**Metin Bölümü:**
İmam Hasan büyük ihanete uğradı
İmam Hasan'ın (a.s.) ashabından birçoğu ihanet etmiş, Kûfe'de çok sayıda münafık türemiş, birçok tarihî olay ve etkenlerin sonucu Kûfe bozuk bir hâl almıştı
10.07.2012 00:00:00
İmam Hasan'ın (a.s.) durumu İmam Hüseyin'in (a.s.) durumunun tam aksidir. Yani biri hilafet makamında oturmuş, diğeri ise ona itiraz ediyor; biri öldürülecek olursa Müslümanların halifesi hilafet makamında öldürülmüş olacak; bu ise İmam Hüseyin (a.s.) için dahi bir sorun olacaktı. Nitekim İmam Hüseyin de (a.s.) birinin Resûlullah'ın (s.a.v.) yerinde ve Hazretin hilafet makamında öldürülmesini istemiyordu. İmam Hüseyin'in (a.s.) Mekke'de öldürülmeye razı olmadığını görüyoruz. Neden acaba? Şöyle buyuruyor: “Bu durumda Mekke'nin saygınlığı çiğnenmiş olur; bu saygınlık ortadan kalkar. Nasıl olsa beni öldürecekler; neden beni Allah'ın hareminde öldürsünler ve böylece Allah'ın hareminin ve Beytullah'ın da saygınlığını çiğnesinler?”
Biz İmam Ali'yi (a.s) görüyoruz ki; Osman'ın döneminde insanlar ayaklanınca, (Ki hak üzere de ayaklanmışlardı; yani bütün itirazları yerindeydi (bugün Ehl-i Sünnet de Osman'a karşı olanların itirazlarının yerinde olduğunu kabul etmektedir) dolayısıyla Ali (a.s.) kendi hilafeti döneminde onları ağırlıyordu. Osman'a itiraz edenler ve onun katilleri arasında Muhammed b. Ebubekir ve Mâlik-i Eşter gibi kişiler vardı; bunlar daha önce olduğu gibi sonraları da Emirü'l-Mü'minin Ali'nin (a.s.) özel ashabından oldular) onların isteklerinin yerine getirilmesini çok fazla isterken, Osman'ın öldürülmesini de istememektedir. Osman'ı ciddi bir şekilde savunmakta ve bu konuda Nehcü'l Belaga'da da şöyle buyurmaktadır: “Osman'ı o kadar savundum ki bu açıdan günahkâr olmaktan korktum.” (Nehcü'l Belaga, 240. Hutbe)
Osman'ı savunmasının nedeni onun taraftarı olduğu için miydi, yoksa bunda başka bir amaç mı güdüyordu? Elbette ki Osman taraftarı değildi, savunmasının illetini şu sözlerinden çıkarmak mümkündür: “Senin öldürülmüş halife olmandan korkuyorum. Müslümanların halifesinin hilafet makamında öldürülmesi İslam âlemi için utanç vericidir; hilafet makamına saygısızlıktır. Bunların istekleri meşrudur, onları yerine getir, bırak bunlar çekip gitsinler.”

**Gösterilen Kayıtlar:**
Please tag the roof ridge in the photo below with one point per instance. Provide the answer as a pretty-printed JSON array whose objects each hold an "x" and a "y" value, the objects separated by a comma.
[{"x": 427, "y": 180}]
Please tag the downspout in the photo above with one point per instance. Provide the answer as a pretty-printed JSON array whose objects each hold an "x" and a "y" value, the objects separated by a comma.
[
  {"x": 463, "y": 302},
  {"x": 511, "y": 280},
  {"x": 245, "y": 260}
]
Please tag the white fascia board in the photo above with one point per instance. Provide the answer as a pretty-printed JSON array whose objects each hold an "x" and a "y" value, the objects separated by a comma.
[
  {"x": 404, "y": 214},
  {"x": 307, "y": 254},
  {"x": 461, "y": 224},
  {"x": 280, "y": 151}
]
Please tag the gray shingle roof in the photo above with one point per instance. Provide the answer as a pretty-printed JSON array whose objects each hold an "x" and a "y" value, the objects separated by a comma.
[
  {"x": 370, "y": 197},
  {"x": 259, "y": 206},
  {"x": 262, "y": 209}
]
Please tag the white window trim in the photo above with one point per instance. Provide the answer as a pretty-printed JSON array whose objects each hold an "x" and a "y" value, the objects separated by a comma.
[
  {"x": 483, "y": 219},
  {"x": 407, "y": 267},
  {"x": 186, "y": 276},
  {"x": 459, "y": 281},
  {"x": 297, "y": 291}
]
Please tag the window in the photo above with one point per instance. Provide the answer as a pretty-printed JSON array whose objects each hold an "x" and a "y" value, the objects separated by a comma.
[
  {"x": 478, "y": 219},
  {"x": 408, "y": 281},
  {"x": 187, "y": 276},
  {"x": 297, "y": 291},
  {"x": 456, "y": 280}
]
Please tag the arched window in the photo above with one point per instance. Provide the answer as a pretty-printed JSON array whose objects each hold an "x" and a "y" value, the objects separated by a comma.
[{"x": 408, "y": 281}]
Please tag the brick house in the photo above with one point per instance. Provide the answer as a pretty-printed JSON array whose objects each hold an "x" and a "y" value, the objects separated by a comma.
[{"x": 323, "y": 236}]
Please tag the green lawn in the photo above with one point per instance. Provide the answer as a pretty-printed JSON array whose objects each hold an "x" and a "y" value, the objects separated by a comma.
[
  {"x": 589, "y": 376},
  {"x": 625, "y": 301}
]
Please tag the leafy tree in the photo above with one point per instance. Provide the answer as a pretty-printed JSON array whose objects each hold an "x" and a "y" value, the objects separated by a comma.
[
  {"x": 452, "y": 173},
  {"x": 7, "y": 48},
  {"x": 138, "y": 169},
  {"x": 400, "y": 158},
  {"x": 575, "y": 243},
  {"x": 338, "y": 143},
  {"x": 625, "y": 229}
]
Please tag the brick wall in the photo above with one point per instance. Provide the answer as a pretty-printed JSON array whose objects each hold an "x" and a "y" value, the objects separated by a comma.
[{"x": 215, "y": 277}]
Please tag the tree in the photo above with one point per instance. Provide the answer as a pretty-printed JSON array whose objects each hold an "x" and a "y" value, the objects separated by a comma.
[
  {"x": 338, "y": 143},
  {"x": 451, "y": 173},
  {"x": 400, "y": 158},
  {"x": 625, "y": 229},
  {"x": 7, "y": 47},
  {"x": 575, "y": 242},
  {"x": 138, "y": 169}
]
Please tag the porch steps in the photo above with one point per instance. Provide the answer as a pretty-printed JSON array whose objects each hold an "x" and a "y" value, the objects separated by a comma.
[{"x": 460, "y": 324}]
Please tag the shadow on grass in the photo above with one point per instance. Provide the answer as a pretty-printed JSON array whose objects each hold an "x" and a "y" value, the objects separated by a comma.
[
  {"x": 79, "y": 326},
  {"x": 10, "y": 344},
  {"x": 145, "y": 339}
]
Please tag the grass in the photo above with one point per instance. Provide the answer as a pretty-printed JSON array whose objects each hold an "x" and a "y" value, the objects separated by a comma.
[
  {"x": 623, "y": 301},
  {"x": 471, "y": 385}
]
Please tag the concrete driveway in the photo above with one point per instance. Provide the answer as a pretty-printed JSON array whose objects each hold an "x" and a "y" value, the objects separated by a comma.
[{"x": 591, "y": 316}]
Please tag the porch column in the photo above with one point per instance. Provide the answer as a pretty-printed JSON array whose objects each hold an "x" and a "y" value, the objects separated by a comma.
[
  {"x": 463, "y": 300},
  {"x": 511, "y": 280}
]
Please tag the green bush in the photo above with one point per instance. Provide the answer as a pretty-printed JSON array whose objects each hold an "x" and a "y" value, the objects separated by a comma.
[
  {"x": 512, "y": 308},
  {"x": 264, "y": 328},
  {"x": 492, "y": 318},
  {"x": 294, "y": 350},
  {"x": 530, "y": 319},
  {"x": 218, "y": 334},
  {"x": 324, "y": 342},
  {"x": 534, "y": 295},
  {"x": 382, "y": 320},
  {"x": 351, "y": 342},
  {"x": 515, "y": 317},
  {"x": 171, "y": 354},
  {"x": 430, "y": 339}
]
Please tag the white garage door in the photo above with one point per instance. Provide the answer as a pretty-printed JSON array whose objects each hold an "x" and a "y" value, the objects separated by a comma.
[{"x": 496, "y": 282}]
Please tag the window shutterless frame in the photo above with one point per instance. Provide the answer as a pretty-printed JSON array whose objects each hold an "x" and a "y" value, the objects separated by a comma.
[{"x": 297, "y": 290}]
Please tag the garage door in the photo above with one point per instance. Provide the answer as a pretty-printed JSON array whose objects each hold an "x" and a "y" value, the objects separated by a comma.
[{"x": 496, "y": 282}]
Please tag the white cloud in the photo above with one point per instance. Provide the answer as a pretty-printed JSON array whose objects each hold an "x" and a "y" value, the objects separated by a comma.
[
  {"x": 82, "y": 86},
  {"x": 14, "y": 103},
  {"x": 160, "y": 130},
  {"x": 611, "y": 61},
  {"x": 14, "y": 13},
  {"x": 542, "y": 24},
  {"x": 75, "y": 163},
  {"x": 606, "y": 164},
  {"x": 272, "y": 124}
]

...

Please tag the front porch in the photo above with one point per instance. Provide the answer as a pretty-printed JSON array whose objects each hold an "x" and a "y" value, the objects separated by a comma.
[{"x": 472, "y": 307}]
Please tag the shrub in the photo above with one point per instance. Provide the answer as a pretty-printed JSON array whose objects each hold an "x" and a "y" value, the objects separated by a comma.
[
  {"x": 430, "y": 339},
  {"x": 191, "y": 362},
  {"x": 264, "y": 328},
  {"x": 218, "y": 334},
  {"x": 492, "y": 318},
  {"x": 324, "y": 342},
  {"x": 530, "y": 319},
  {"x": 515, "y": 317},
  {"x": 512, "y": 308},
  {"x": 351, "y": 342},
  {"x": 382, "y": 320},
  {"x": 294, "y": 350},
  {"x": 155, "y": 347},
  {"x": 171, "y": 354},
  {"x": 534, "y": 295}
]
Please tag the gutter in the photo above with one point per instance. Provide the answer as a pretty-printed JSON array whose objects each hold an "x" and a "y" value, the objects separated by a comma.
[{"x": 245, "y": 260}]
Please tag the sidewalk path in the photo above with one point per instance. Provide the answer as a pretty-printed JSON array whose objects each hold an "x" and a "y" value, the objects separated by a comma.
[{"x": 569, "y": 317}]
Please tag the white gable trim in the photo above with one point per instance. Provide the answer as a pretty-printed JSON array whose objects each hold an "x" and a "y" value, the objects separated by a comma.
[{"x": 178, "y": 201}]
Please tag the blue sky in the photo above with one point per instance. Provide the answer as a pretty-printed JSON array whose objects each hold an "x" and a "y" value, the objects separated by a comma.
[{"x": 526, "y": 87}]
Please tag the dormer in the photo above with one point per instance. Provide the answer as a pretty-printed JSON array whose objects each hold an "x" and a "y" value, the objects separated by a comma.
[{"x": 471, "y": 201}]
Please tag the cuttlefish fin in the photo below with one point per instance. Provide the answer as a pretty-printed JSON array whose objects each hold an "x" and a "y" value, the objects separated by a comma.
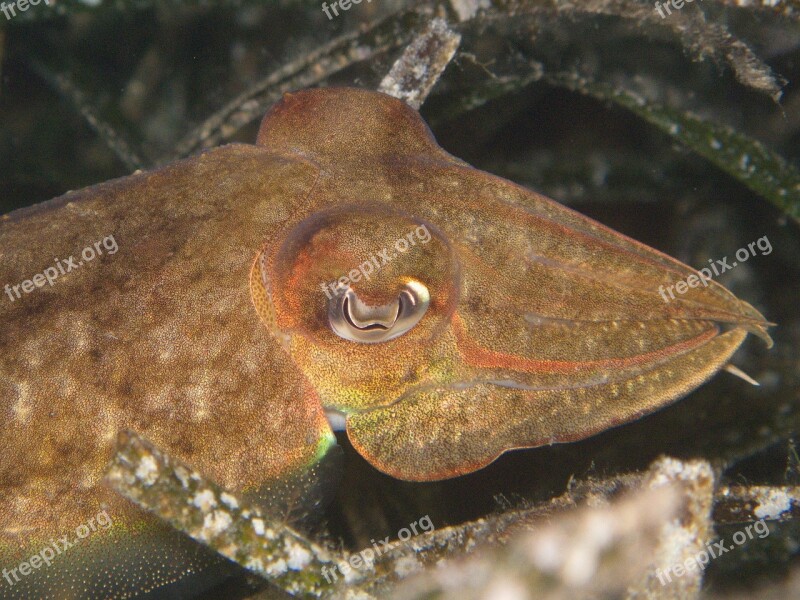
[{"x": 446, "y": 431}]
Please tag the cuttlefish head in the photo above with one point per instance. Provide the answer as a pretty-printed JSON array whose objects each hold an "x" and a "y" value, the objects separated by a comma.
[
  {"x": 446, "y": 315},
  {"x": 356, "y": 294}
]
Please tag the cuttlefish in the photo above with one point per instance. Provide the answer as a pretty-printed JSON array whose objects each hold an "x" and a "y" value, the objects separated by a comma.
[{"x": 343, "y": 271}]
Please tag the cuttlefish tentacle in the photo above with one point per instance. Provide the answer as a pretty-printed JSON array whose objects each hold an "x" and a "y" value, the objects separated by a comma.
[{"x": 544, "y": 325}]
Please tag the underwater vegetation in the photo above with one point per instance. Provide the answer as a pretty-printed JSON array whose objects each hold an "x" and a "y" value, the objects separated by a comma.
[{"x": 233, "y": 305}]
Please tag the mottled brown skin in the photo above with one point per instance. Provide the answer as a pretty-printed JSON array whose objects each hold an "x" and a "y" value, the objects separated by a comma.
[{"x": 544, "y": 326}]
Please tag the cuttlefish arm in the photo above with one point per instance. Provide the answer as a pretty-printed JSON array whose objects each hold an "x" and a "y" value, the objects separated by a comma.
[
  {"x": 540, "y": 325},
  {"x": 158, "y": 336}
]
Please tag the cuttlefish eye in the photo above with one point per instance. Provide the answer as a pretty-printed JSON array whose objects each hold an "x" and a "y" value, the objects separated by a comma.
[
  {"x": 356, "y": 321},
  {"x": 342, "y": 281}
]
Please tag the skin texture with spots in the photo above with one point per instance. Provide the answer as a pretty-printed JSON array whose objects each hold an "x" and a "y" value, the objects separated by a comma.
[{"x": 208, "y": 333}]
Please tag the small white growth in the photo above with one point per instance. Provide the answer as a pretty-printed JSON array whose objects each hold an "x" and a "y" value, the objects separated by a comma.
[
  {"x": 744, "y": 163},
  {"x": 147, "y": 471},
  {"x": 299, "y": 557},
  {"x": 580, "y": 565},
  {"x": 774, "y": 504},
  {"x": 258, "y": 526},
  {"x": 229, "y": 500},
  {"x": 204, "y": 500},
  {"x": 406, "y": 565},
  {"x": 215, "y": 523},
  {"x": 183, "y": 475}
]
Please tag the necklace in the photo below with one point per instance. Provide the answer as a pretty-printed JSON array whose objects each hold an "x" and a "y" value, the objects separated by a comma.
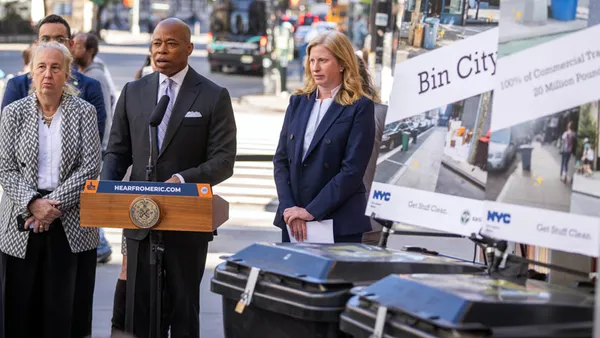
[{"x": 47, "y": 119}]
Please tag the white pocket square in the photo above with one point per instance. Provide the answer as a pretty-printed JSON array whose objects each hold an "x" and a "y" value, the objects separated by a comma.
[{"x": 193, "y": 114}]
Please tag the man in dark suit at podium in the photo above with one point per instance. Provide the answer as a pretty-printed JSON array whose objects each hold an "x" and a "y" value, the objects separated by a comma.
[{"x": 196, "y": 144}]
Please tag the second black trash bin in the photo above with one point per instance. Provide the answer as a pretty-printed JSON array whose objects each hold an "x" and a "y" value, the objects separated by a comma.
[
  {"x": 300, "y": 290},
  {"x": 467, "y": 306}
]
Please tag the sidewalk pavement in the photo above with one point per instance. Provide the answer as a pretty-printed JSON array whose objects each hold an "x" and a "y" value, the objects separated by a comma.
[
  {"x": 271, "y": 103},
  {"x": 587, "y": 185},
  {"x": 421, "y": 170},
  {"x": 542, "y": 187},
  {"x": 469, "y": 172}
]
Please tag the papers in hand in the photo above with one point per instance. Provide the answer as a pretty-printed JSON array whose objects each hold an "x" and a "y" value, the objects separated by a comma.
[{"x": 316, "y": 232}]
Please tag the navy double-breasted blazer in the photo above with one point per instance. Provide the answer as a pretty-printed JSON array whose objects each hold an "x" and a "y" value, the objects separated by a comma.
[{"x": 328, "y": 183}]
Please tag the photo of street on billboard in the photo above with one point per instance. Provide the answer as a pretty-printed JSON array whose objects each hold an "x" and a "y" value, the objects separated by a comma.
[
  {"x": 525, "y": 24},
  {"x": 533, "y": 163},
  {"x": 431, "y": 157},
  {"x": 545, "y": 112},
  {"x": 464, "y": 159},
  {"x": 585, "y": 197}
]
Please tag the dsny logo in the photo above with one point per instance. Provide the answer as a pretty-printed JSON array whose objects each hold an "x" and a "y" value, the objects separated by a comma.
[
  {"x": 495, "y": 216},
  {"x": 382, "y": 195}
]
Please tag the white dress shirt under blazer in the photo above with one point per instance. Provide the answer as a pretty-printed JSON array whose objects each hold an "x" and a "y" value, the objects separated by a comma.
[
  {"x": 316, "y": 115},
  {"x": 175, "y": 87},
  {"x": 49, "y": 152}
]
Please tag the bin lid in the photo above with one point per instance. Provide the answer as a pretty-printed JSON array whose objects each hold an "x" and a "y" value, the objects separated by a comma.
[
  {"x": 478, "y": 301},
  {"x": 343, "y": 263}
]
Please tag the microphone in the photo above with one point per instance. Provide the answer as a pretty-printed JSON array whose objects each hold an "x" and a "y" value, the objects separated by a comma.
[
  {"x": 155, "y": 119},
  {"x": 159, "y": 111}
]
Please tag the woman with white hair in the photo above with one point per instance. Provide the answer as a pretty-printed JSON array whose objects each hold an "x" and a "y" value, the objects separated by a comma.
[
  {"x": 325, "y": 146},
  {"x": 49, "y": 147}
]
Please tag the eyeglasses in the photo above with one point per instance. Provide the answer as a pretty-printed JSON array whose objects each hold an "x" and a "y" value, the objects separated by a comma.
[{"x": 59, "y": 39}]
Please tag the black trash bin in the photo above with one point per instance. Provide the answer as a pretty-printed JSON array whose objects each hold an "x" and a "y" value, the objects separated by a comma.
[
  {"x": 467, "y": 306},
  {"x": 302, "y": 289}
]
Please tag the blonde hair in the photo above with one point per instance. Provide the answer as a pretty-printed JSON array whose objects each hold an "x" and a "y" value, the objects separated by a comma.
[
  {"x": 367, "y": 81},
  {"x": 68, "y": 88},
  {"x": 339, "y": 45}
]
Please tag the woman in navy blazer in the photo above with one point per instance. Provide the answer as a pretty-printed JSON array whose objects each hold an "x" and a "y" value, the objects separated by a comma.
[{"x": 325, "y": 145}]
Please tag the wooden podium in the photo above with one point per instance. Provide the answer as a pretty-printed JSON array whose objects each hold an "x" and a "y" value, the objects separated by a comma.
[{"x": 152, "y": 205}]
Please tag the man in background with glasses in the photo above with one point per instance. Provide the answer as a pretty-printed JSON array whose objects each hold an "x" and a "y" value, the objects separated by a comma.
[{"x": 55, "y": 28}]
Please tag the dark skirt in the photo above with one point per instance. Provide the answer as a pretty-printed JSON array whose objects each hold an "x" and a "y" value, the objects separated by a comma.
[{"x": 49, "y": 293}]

**Verilen Görev:**
Metin bölümüne göre şu soruları yanıtlayın:
1. İmam Hüseyin hangi şehirde öldürülmeye razı olmadı?
2. Osman'a itiraz edenler arasında adı geçen iki kişi kimdir?
3. "Osman'ı o kadar savundum ki bu açıdan günahkâr olmaktan korktum." sözü Nehcü'l Belaga'nın hangi hutbesinden aktarılıyor?

**Görev Çıktısı:**
1. Mekke.
2. Muhammed b. Ebubekir ve Mâlik-i Eşter.
3. 240. Hutbe.